OPDRACHT: Neem de regels ongewijzigd over, van de regel met "point: white pickup" tot en met het einde van de vermeldingen.

AANGELEVERDE VERMELDINGEN:
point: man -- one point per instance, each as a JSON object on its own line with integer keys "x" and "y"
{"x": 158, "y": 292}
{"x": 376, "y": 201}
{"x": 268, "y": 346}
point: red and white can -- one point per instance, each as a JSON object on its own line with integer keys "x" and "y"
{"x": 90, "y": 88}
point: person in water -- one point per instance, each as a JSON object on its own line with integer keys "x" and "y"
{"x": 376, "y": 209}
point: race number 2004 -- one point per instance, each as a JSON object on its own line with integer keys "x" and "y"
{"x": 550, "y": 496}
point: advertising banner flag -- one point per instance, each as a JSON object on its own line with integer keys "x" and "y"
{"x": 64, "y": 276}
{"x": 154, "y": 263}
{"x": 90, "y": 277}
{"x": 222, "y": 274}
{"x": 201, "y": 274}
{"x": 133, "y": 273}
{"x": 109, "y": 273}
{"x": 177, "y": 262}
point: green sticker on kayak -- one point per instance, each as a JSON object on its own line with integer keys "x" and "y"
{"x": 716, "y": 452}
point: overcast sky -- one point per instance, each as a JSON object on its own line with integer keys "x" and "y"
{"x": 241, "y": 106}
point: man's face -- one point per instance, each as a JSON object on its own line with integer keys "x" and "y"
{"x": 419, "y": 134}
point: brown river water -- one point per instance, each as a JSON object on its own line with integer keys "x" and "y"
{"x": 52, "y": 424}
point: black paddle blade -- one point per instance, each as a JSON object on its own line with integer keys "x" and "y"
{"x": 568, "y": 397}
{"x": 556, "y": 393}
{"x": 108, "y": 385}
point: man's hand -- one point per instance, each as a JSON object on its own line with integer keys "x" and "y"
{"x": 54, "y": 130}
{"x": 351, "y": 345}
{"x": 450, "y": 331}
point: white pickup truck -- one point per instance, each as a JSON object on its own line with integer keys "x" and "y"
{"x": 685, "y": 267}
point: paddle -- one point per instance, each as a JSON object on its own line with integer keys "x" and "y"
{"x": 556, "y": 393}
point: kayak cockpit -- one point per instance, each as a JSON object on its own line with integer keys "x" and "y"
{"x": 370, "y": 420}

ANTWOORD OP OPDRACHT:
point: white pickup truck -- one point per instance, each as a JSON object on its own line with integer keys "x" and "y"
{"x": 685, "y": 267}
point: paddle -- one point per instance, each as a JSON object on its own line with integer keys "x" and "y"
{"x": 556, "y": 393}
point: kayak cockpit -- one point per instance, each as a JSON object on its own line with integer keys "x" and "y"
{"x": 370, "y": 420}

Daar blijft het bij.